- [SELECTED EXTRACT]:
****************

It's been a long month. I'm coping with everything in my own way: writing long, heartfelt poems, starting stories that I never finish, updating my online diary at diaryland.com everyday, being around friends constantly, but never really discussing the murder with anyone. I don't know why, but none of us really bring it up. I feel horrible about pretending like it never happened around people, but what can I do? We all need to move on. But there is still a raw hole in my heart knowing someone I knew is dead..murdered viciously. I want to talk about it sometimes, I want to scream, I want to cry. I want to curse whoever did this. I want to know why it happened. I want to know WHO would do this. I bring it up around friends who didn't know her (it's easier that way), and they usually say "Don't think about it" or "Let's talk about happy things". And I'm like, "No, you don't understand, my way of dealing is talking, but I can't do it because no one wants to listen. It hurts beyond anything I have ever felt before, beyond anything I thought I could ever feel." But I never say that. I shut my mouth.
I think I'll be okay.
Another bad thing happened. I finally thought I was over that guy that I was deeply in love with. Notice I said THOUGHT. I called him a couple days ago and he told me he had been in a wreck while he was drinking. No one was hurt, but he got a lot of community service, suspended license, and counseling. All mandatory. But anyhow, after him telling me all this a fire erupted inside me, and all the old feelings surfaced. I have never felt this way about anyone, and I never will again. My friends say that I will find someone so like me, that I will move on one day. But never in a million years would I have thought that I could meet someone that I want to spend the rest of my life with. And I'm only 17. It's sick, twisted, and bizarre.....that's life I guess.
Good things have happened! For starters, my family adopted a kitty from the animal shelter. She is 2 and 1/2 months old, tiger colored, and literally insane. Seriously. But we love her to death! She is constantly purring, even when no one is around her. She yelps and hollers for no reason. And she has the worst gas of any animal, I swear. She erupts every 20 minutes! Her name is Soma, and she doesn't like catnip.

****************

- [INFORMATION SHOWN]:
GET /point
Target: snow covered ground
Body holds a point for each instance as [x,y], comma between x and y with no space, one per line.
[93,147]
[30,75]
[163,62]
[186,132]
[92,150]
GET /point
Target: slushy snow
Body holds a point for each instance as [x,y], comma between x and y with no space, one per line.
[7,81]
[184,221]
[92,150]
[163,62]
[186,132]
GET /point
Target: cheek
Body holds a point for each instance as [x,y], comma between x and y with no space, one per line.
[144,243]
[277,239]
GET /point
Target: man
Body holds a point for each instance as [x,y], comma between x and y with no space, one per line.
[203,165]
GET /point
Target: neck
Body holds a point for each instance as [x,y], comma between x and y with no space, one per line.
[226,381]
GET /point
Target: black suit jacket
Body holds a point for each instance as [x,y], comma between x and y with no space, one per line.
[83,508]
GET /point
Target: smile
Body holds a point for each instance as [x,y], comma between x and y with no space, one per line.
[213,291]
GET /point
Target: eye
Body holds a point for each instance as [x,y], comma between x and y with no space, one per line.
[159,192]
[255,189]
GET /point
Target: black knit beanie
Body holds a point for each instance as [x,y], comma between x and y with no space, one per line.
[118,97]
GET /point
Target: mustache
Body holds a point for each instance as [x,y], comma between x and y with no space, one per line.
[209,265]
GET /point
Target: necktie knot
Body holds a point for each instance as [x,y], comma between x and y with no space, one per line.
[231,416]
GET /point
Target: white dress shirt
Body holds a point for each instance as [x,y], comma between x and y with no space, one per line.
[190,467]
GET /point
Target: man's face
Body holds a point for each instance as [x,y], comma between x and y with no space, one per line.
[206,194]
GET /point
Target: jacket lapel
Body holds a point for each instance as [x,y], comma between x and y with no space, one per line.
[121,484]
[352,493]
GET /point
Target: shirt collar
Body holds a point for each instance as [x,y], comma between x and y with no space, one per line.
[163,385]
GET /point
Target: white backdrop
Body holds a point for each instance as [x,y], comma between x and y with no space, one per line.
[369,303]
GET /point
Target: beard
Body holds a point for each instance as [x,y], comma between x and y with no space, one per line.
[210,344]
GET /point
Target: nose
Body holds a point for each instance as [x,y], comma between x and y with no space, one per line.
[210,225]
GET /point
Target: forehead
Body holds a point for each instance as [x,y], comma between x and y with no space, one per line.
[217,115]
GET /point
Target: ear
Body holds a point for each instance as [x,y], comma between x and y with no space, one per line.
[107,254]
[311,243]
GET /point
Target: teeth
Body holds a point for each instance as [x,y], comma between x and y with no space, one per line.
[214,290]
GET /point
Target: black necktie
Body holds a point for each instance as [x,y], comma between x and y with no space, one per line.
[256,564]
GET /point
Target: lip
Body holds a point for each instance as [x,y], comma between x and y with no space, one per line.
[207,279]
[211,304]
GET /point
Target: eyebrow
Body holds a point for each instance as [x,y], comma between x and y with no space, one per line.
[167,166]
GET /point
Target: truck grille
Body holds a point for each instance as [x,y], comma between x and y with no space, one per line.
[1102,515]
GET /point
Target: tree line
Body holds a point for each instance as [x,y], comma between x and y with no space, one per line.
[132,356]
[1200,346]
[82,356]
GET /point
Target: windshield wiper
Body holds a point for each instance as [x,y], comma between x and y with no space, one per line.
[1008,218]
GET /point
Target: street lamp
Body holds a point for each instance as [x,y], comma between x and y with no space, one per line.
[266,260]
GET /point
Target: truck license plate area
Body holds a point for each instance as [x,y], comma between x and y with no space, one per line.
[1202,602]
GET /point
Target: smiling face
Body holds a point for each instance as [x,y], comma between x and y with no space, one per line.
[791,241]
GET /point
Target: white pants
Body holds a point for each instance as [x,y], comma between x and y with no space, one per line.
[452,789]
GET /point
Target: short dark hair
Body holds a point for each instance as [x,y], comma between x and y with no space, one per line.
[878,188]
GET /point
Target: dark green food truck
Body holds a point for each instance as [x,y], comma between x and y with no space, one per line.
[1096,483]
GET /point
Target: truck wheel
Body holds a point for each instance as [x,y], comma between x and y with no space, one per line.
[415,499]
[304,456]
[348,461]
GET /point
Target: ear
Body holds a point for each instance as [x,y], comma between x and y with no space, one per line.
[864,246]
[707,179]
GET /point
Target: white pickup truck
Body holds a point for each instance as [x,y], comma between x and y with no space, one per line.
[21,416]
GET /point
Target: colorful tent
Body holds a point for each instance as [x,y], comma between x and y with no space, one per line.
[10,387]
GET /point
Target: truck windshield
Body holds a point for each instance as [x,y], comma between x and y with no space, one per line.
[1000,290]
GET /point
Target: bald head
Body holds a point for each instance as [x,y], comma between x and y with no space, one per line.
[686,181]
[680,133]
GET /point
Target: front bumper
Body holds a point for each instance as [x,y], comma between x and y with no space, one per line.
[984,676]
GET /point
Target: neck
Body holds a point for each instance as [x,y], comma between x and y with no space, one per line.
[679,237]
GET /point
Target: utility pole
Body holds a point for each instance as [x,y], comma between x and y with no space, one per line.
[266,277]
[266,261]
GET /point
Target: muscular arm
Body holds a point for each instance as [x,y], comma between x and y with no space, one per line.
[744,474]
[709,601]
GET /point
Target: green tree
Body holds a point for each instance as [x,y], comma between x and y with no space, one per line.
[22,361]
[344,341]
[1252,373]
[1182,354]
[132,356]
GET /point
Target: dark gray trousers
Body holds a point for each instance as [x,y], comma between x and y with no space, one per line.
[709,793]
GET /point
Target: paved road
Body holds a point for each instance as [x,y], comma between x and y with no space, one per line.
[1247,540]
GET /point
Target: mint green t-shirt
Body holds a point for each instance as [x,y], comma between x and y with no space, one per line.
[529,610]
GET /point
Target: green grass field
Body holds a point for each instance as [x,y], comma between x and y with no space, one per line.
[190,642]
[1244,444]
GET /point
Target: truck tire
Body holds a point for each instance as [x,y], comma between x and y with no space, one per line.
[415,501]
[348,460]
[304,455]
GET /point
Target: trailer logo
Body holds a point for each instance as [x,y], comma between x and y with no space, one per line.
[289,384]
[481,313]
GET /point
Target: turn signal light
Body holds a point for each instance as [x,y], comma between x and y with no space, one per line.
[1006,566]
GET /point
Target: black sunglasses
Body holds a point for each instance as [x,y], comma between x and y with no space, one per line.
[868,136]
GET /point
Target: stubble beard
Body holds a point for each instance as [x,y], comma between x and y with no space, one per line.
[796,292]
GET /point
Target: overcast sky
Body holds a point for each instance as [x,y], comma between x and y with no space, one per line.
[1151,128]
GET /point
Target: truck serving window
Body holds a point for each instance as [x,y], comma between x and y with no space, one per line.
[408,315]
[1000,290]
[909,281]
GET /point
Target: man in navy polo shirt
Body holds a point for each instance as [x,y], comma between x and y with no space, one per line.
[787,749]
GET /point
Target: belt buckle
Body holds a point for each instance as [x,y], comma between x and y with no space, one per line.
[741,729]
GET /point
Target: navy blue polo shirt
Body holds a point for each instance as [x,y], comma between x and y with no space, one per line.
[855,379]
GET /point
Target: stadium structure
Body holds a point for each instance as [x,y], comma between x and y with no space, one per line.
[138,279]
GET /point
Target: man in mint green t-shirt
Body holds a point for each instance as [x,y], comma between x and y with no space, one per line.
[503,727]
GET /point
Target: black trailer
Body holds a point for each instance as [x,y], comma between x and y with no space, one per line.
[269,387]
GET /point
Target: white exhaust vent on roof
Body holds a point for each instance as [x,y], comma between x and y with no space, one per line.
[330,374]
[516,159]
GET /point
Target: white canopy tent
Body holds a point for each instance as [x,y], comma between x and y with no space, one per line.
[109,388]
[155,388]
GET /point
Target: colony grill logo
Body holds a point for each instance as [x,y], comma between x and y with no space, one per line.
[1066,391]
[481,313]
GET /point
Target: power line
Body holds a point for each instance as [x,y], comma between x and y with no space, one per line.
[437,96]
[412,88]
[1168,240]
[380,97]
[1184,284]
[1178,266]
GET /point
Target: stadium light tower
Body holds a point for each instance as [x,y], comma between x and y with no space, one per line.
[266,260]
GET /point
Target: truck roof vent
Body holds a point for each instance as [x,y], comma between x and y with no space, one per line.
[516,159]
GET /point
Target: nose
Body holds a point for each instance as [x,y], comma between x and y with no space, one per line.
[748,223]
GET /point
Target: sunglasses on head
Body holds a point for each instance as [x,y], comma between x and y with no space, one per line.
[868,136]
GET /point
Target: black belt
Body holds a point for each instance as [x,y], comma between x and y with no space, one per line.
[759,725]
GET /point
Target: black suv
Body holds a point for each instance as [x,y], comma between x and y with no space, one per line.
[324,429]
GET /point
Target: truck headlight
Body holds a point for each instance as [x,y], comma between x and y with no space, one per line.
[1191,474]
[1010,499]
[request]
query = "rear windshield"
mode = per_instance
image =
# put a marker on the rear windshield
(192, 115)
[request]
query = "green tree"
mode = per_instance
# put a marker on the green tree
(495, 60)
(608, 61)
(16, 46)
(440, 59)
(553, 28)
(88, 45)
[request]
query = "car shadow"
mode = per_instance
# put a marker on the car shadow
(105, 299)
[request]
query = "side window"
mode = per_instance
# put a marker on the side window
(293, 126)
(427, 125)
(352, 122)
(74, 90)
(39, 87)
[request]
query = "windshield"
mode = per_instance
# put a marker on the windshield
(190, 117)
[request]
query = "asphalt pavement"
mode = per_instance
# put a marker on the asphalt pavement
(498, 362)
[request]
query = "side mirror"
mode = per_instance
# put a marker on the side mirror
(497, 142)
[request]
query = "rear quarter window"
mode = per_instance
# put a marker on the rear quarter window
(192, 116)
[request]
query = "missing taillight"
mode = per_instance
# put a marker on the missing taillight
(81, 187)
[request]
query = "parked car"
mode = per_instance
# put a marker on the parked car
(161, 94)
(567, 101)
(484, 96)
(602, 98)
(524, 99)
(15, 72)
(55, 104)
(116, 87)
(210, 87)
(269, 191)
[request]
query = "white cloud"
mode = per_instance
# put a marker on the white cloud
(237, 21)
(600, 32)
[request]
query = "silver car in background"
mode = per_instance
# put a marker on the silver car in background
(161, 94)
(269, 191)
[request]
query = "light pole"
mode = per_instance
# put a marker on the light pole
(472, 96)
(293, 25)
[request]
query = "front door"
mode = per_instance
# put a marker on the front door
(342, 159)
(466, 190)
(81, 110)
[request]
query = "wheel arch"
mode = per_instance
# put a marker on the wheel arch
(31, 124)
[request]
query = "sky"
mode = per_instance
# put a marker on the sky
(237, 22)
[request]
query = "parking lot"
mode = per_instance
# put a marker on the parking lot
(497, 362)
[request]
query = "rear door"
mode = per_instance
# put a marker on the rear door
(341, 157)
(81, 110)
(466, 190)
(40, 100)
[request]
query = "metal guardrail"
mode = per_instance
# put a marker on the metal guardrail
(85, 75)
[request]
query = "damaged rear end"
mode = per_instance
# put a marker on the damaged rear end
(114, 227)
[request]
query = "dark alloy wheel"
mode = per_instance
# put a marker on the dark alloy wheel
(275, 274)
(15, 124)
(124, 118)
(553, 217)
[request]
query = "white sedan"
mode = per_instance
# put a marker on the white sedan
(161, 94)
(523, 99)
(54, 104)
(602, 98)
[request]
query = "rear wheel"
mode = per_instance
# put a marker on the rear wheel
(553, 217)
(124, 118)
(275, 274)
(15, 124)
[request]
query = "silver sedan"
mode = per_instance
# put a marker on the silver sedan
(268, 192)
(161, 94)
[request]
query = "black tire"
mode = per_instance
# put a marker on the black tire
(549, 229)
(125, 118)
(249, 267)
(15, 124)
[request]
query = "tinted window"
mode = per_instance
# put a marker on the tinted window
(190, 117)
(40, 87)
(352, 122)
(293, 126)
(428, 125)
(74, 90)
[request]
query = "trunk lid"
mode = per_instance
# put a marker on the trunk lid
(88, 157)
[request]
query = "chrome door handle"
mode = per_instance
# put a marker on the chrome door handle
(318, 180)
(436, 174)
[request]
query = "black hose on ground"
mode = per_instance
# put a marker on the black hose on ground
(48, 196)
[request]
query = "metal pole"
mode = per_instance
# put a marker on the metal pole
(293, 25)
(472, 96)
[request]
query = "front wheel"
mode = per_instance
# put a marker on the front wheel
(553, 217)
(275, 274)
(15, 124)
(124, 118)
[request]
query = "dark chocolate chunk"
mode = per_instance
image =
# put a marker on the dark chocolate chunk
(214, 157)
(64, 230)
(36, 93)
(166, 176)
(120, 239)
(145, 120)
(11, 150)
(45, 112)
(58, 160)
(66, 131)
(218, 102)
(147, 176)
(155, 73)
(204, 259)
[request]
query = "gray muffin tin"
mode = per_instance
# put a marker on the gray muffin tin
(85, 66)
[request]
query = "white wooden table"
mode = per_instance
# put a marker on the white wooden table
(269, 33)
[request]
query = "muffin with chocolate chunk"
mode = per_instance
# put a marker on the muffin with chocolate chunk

****************

- [QUESTIONS]:
1. Copy the diary entry word for word from "Another bad thing" to "life I guess.".
2. Carry on writing the diary entry from the point after its last sentence.

- [WRITTEN RESPONSES]:
1.
Another bad thing happened. I finally thought I was over that guy that I was deeply in love with. Notice I said THOUGHT. I called him a couple days ago and he told me he had been in a wreck while he was drinking. No one was hurt, but he got a lot of community service, suspended license, and counseling. All mandatory. But anyhow, after him telling me all this a fire erupted inside me, and all the old feelings surfaced. I have never felt this way about anyone, and I never will again. My friends say that I will find someone so like me, that I will move on one day. But never in a million years would I have thought that I could meet someone that I want to spend the rest of my life with. And I'm only 17. It's sick, twisted, and bizarre.....that's life I guess.

2.
I got my labret pierced last month, which I didn't put in my last column. I did that the Saturday after the funeral. I got my conches done yesterday. A conch is the inner part of the ear, the thick cartilage. I got it done with an 8 gauge, which is not like me at all because the big needles scare me. It was the worst pain I have ever felt in my life, let me tell you. I would not recommend it to anyone who has a low tolerance to pain. They bled for a really long time and are extremely sore. I'm deathly afraid of infection, so I clean them like crazy.
I'm going to see Boys Don't Cry tomorrow night. I'm excited about that! I read a book on it (Cruel Sacrifice by Aphrodite Jones) and it totally got me thinking. I know I'm going to cry.
I quit my job due to lack of hours, and now I have nothing! No one is hiring, or maybe they don't want to hire me. Every bookstore and coffeehouse has an application with my name on it, but they never call. WHY? Oh well, I will wait and see what happens.
Enough, I must sleep.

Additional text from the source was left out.